──────── Excerpt

Then let's create a new version of the `Heat_1D` problem components in which we pass the `map` as a parameter to the `Heat_1D.get_components` method:  

In [None]:
model, data, problemInfo = Heat_1D.get_components(dim=N, endpoint=L, max_time=T, exactSolution = myExactSolution, map = map)

Then we repeat the same steps we followed in [section 2](#inverse_problem) to create the posterior distribution from the prior, the data distribution and the data.

In [None]:
# Prior
x = Gaussian(mean*np.ones(N), std, geometry= model.domain_geometry)

# Data distribution
sigma_data = np.std(problemInfo.exactData - data)*np.ones(model.range_dim) # noise level
y = Gaussian(mean=model, std=sigma_data, geometry=model.range_geometry)

# Joint distribution and posterior
joint =  JointDistribution([y, x])
posterior = joint(y=data)
posterior = posterior._reduce_to_single_density()

We create a sampler object to sample the posterior distribution (~65 seconds):

In [None]:
MySampler = pCN(posterior)
posterior_samples = MySampler.sample_adapt(20000)

And we then plot the credible interval:

In [None]:
posterior_samples.plot_ci(95, exact = problemInfo.exactSolution)

The parameterization `map= lambda x : np.exp(x)` ensures that the Bayesian parameters are indeed positive. The solution itself is still not satisfactory. In the next section, we try to improve the solution by incorporating more prior knowledge about the parameters.

## 4. Parametrizing the Bayesian parameters via step function expansion <a class="anchor" id=" step_function"></a> 

One way to improve the solution of this Bayesian problem is to use better prior information. Here we assume the prior is a step function with three pieces. This also makes the Bayesian problem simpler because now we only have three Bayesian parameters to infer.

To test this case we pass `field_type='Step'` to `Heat_1D.get_components`, which creates a `StepExpansion` domain geometry for the model during initializing the `Heat_1D` test problem.

In [None]:
N=30
n_steps = 3 # Number of steps in the StepExpansion geometry. 
#model, data, problemInfo = Heat_1D.get_components(dim=N, endpoint=L, max_time=T,field_type='Step', exactSolution = myExactSolution, n_steps=n_steps)
model, data, problemInfo = Heat_1D.get_components(dim=N, endpoint=L, max_time=T,field_type='Step', n_steps=n_steps)

Lets look at the model.domain_geometry in this case: 

In [None]:
model.domain_geometry

We then continue to create the Bayesian problem (prior, data distribution and posterior) with a prior of dimension = 3. 

In [None]:
# Prior
x = Gaussian(mean*np.ones(n_steps), std, geometry= model.domain_geometry)

# Data distribution
sigma_data = np.std(problemInfo.exactData - data)*np.ones(model.range_dim) # noise level
y = Gaussian(mean=model, std=sigma_data, geometry=model.range_geometry)

And the posterior:

In [None]:
joint =  JointDistribution([y, x])
posterior = joint(y=data)
posterior = posterior._reduce_to_single_density()

We then sample the posterior using pCN (~60 seconds)

In [None]:
MySampler = pCN(posterior)
posterior_samples = MySampler.sample_adapt(20000)

────────────────

# To-do list:
- A) Copy the records word for word, starting at their first line and ending with the line that contains "145L430 83L444 139L543".
- B) Pick up the Heat_1D notebook text where it leaves off and keep it going.

──────── Material provided

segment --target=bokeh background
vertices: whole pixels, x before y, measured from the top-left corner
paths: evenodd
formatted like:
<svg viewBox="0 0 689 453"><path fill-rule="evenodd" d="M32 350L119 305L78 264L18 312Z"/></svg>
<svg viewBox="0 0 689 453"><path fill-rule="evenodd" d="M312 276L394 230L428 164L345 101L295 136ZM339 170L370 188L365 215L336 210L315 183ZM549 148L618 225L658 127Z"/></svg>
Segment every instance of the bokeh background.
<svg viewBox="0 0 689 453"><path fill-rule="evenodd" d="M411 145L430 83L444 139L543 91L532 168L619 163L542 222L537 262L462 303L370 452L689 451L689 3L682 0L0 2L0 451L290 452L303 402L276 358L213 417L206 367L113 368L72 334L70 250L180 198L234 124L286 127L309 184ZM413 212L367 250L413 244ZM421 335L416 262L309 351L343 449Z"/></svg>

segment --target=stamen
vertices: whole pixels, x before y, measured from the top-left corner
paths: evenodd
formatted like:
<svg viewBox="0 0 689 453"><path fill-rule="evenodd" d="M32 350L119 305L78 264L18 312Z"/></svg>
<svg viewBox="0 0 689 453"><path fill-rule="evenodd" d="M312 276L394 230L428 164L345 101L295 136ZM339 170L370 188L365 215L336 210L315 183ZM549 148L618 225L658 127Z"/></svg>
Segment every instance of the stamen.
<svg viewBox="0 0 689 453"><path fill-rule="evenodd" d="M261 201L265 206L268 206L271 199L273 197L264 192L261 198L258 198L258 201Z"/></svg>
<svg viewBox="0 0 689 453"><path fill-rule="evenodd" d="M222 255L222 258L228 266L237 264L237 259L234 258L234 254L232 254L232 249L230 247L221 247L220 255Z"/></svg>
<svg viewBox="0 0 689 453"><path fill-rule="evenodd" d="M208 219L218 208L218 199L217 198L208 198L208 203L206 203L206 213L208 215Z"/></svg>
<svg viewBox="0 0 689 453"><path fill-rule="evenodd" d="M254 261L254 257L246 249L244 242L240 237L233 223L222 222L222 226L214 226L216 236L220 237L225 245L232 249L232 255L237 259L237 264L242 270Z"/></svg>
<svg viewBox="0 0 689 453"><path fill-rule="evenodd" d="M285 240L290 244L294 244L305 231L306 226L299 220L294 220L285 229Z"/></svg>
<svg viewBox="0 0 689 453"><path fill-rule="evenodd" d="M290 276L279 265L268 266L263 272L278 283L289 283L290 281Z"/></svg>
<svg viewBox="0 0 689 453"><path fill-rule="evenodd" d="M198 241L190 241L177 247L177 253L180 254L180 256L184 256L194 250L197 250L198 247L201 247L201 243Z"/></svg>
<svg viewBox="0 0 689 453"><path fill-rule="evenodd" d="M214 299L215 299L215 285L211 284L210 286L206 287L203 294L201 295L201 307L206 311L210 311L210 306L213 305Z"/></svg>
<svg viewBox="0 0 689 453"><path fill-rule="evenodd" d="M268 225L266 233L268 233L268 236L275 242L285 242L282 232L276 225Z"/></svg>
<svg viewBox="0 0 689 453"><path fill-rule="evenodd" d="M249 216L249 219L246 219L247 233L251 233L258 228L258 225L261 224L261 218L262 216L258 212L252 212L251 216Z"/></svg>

────────────────

# Answers to the exercises:
- A)
segment --target=bokeh background
vertices: whole pixels, x before y, measured from the top-left corner
paths: evenodd
formatted like:
<svg viewBox="0 0 689 453"><path fill-rule="evenodd" d="M32 350L119 305L78 264L18 312Z"/></svg>
<svg viewBox="0 0 689 453"><path fill-rule="evenodd" d="M312 276L394 230L428 164L345 101L295 136ZM339 170L370 188L365 215L336 210L315 183ZM549 148L618 225L658 127Z"/></svg>
Segment every instance of the bokeh background.
<svg viewBox="0 0 689 453"><path fill-rule="evenodd" d="M411 145L430 83L444 139L543 91L532 168L619 163L542 222L537 262L462 303L370 452L689 451L689 3L682 0L0 2L0 451L290 452L303 402L276 358L213 417L206 367L113 368L72 334L70 250L180 198L234 124L286 127L309 184ZM413 212L367 250L413 244ZM421 335L416 262L309 351L343 449Z"/></svg>

- B)
Let's take a look at the posterior:

In [None]:
posterior_samples.plot_ci(95, exact = problemInfo.exactSolution)
posterior_samples.shape

We show the trace plot: a plot of the kernel density estimator (left) and chains (right) of the 3 variables:

In [None]:
posterior_samples.plot_trace()

We show pair plot of 2D marginal posterior distributions: 

In [None]:
posterior_samples.plot_pair()

From the pair plot, we can see clear correlation between the variables.

We compute the effective sample size (ESS) which approximately gives the number of independent samples in the chain:

In [None]:
import arviz as az
az.ess(posterior_samples.to_arviz_inferencedata())

#### Try it yourself (optional):
* For this step function parametrization, try to enforce positivity of the posterior samples via passing `map = lambda x : np.exp(x)` to the `Heat_1D.get_components` method. Then run the pCN sampler again (similar to part 3).

In [None]:
# Your code here



## 5 Parametrizing the Bayesian parameters via KL expansion ★

Here we explore the Bayesian inversion for a more general exact solution. We parametrize the Bayesian parameters using Karhunen–Loève (KL) expansion. This will represent the inferred heat initial profile as a linear combination of sine functions.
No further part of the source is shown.